(DATASET CONTENT Opens)

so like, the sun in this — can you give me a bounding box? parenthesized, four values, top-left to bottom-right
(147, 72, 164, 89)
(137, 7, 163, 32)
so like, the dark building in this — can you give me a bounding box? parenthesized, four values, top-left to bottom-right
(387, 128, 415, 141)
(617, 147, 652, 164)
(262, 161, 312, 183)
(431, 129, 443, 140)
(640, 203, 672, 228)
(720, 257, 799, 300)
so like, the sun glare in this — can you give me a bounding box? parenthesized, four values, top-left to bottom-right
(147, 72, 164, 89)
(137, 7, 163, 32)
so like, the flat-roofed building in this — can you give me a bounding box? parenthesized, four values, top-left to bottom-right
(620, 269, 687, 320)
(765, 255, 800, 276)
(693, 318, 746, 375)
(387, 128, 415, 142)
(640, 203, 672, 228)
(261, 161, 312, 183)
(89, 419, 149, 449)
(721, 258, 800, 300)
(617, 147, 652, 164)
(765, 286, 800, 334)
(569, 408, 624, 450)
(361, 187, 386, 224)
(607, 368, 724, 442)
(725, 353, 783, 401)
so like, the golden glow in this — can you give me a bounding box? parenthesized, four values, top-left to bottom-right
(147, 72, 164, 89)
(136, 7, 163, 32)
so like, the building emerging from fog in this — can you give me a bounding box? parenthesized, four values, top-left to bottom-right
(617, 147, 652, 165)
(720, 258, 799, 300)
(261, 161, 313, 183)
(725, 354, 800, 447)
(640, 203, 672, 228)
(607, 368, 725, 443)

(DATASET CONTENT Closes)

▶ _TASK TO COMPLETE_: Only a word-for-word repetition of the lines from the one containing "so like, the golden" to the final line of the data above counts as the answer.

▶ _EXERCISE RESULT_:
so like, the golden glow in this — can you give me a bounding box? parenthesized, four values, top-left to bottom-right
(147, 72, 164, 89)
(136, 7, 163, 32)
so like, the building emerging from fog in this — can you give me a bounding box? parenthesized, four values, top-left to bottom-right
(617, 147, 652, 165)
(720, 258, 799, 300)
(261, 161, 313, 183)
(725, 354, 800, 447)
(640, 203, 672, 228)
(607, 368, 725, 443)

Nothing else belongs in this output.